## EXERCISE AIM
Quote exactly the lines running from the line with "of the elevated" to the end of the entries, including both, and nothing else.

= = = = =

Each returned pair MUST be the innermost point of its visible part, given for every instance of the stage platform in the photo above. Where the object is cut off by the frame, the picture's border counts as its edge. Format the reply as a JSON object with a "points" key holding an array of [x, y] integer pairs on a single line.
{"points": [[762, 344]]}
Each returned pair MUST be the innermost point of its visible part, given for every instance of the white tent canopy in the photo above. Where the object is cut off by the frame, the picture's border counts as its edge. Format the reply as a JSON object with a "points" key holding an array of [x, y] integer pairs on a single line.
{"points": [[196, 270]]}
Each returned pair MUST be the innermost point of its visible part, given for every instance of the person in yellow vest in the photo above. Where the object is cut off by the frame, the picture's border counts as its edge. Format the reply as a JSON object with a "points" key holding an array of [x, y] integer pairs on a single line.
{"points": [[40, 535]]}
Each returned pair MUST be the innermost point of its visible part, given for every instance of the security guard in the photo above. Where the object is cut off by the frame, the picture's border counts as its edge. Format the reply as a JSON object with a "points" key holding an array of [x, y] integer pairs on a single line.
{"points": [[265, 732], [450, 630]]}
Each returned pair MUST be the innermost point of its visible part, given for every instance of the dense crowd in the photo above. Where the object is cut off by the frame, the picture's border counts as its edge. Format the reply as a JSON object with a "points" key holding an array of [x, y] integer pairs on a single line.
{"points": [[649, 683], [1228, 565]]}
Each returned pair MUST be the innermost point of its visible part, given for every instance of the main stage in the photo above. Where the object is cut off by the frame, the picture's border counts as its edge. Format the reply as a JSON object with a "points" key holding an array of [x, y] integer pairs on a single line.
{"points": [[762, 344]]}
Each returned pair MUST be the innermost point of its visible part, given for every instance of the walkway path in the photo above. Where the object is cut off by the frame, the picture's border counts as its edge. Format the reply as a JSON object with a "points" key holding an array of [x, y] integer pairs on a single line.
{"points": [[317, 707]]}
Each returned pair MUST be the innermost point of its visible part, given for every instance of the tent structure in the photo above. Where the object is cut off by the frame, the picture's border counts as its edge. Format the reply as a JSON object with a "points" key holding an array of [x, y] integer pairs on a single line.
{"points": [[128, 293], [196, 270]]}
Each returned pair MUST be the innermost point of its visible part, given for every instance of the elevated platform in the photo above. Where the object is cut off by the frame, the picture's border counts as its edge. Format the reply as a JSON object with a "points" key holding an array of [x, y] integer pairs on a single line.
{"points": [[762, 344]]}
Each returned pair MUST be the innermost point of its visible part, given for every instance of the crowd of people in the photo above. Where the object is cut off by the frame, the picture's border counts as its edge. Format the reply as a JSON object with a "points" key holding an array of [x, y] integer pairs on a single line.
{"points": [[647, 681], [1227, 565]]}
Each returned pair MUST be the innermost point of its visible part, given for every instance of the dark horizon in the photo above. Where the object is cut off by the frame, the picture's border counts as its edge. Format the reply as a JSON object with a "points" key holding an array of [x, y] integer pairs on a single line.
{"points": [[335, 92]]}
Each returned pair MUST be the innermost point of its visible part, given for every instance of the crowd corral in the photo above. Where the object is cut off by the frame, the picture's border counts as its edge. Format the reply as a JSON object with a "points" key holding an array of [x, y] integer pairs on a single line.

= = = = =

## ANSWER IN FULL
Each returned pair MUST be the innermost point of its visible part, given for every instance of the elevated platform in the photo above. Where the object is cut off by the frame, the picture's border counts as its edge. Format the reply as a JSON object with a "points" key holding an array of [x, y] integer pairs on a single line.
{"points": [[762, 344]]}
Each returned pair MUST be the innermost point of its visible part, given for every instance of the crowd of people in the photo above. Where the object is cut off by the frame, the picture's border counts as its edge. Format the reply as a JSON object with a "points" key holding an array of [x, y] integer pairs on a single line.
{"points": [[647, 681], [1227, 565]]}
Each returned pair MUST be the innermost point of its visible part, given for every instance of the dark horizon in the photo above. Where the object is cut off by the frame, the picture's border counts as its edge. Format the reply as a JSON object with a "points" key holding an array of [x, y] integer pairs on a single line.
{"points": [[335, 92]]}
Each returned pair MUST be the innermost point of its visible part, given for every instance of the crowd corral in the photo above. Where the object is cut off by the frame, the picture's border counts as its edge. Format the reply as a JSON object with a "points" key holding an array of [x, y] integer pairs on a single line.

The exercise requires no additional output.